— start of DATA ENTRIES —

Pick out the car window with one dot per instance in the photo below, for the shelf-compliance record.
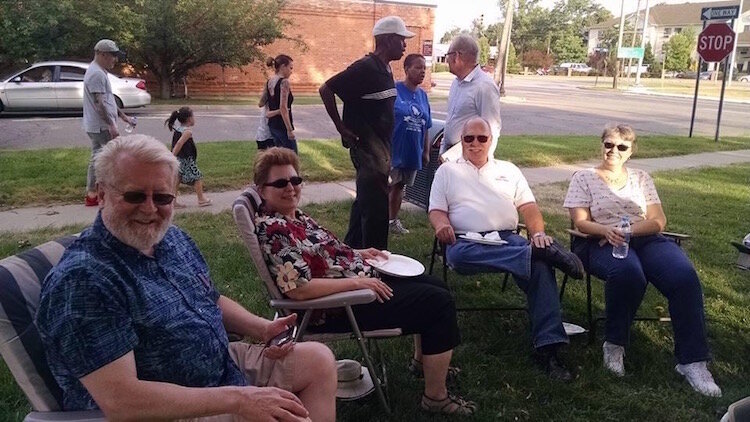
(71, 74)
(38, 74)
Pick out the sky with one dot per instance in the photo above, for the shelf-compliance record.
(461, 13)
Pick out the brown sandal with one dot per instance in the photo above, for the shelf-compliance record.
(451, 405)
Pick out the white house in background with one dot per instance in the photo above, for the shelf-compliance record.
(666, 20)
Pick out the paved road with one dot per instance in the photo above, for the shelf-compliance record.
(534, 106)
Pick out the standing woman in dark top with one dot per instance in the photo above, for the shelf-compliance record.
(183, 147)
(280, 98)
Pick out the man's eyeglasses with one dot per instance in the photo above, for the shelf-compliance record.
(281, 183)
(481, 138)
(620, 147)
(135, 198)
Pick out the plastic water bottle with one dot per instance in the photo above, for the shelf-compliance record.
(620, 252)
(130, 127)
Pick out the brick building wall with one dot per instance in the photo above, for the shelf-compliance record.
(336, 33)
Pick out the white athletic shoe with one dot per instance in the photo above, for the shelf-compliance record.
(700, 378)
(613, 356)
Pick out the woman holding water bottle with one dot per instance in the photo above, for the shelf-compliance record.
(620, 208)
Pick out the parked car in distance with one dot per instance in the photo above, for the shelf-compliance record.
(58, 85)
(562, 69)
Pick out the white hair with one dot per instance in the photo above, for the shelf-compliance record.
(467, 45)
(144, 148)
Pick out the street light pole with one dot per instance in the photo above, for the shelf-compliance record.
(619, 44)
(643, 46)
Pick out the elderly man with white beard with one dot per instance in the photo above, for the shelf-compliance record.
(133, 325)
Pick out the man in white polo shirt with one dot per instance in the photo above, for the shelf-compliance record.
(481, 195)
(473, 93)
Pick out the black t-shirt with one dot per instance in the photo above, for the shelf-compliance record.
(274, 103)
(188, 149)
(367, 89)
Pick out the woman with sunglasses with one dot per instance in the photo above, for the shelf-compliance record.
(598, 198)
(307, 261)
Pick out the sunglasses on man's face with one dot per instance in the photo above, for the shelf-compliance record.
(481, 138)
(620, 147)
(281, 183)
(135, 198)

— end of DATA ENTRIES —

**PROBLEM**: Turn every line of the records above into a JSON list of strings, one string per line, with blank lines dropped and the pictures left out.

**OUTPUT OF THE TASK**:
[
  "Pick out the car window with one dot per instance in the photo below, for the shelf-compliance record.",
  "(71, 74)",
  "(38, 74)",
  "Pick out the sky with one dot per instance in the photo above, for the shelf-compliance record.",
  "(461, 13)",
  "Pick out the brown sandal with one dot per instance in the photo above, for the shelf-compliance record.",
  "(451, 405)",
  "Pick out the white house in background with one dot per instance in the photo above, for the shelf-compliance record.",
  "(666, 20)",
  "Pick out the paved road with one dot per instance in the photo above, for the shelf-compliance record.",
  "(534, 106)",
  "Pick out the standing woman in dark top with one dot per instance in the photo above, for the shelf-compliance record.",
  "(183, 147)",
  "(280, 98)",
  "Pick out the man's eyeglasses with one dot per instance in the photo above, for the shelf-compliance record.",
  "(281, 183)",
  "(481, 138)",
  "(620, 147)",
  "(135, 198)",
  "Pick out the plastic water bottle with one dot per instance in the photo above, for the shelf-compliance record.",
  "(620, 252)",
  "(130, 127)",
  "Pick out the brick building wall with one dot per instance in the photo above, for the shelf-compliance record.",
  "(336, 33)",
  "Pick out the white athletic shoe with one dot per instance in the photo above, for the shelf-compliance record.",
  "(700, 378)",
  "(613, 356)",
  "Pick out the woman holding water bottle with one dot per instance in the photo above, for the shelf-compliance record.",
  "(620, 208)",
  "Pick out the parked car in distance with one dot per instance in the photo above, for the shelf-compliance record.",
  "(58, 85)",
  "(562, 69)",
  "Pick out the white hair with one dot per instance in the photo above, for the shelf-compliance record.",
  "(467, 45)",
  "(144, 148)",
  "Pick out the street light pole with one dot per instance in the photo above, for the shelf-compliance record.",
  "(619, 44)",
  "(643, 46)",
  "Pick out the elderly man with white beard with one dot per instance in the photo above, for the shelf-compliance record.",
  "(133, 325)",
  "Pick out the man in white polo shirt with one dot per instance in the photo above, for the shelf-compliance record.",
  "(481, 195)",
  "(473, 93)",
  "Pick out the black t-shirt with one dot per instance in the photo above, for the shelf-compliance record.",
  "(274, 103)",
  "(188, 149)",
  "(367, 89)",
  "Pick out the woman with sunglasses with one dot per instance in the photo above, for the shelf-compliance record.",
  "(598, 198)",
  "(307, 261)",
  "Pick out the sunglasses on man's face with one dot per instance in the photo above, for the shelf-compliance record.",
  "(481, 138)",
  "(620, 147)",
  "(281, 183)",
  "(135, 198)"
]